Position identification records:
** begin **

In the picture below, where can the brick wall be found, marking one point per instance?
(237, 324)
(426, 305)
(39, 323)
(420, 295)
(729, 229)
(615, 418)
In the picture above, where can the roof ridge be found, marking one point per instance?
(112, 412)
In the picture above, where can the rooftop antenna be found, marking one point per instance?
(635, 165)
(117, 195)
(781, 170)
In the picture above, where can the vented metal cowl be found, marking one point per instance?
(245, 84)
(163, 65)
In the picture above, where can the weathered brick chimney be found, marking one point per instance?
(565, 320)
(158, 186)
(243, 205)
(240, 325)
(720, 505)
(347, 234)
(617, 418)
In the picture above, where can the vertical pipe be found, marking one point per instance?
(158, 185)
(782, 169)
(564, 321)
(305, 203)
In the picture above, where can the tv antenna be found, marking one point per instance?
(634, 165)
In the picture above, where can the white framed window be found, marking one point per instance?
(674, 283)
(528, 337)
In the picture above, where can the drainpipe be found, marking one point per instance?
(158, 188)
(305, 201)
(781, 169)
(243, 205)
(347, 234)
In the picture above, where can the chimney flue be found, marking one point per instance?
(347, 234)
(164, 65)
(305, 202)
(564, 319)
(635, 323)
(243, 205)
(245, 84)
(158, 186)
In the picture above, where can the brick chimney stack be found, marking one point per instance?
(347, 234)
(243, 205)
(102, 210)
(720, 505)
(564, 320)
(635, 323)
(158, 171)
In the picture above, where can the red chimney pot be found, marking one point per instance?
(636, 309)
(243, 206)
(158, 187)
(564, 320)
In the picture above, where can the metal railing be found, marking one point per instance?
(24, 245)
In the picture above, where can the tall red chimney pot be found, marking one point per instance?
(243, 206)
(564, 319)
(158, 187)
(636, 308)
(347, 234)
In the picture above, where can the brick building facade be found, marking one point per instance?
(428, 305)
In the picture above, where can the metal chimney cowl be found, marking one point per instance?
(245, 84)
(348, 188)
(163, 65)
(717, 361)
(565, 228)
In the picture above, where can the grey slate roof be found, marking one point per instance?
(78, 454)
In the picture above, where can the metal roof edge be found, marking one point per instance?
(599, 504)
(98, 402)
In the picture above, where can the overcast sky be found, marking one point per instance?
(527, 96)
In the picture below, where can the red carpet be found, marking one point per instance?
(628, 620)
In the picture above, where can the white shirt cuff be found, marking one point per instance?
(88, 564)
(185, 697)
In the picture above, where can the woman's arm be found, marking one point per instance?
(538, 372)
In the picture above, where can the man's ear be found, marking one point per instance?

** end **

Rewrite every line in full, starting with the line that contains "In the picture above, where can the white shirt" and going on through the end of the records. Scale each coordinate by 2.45, rounding to whole numbers with halves going up.

In the picture above, where can the white shirt cuff be found, marking one point per instance?
(216, 1382)
(453, 1708)
In the picture above, where can the woman's arm be found, marking one point per instance?
(1318, 911)
In the picture above, where can the man's ear be found, marking one point per instance?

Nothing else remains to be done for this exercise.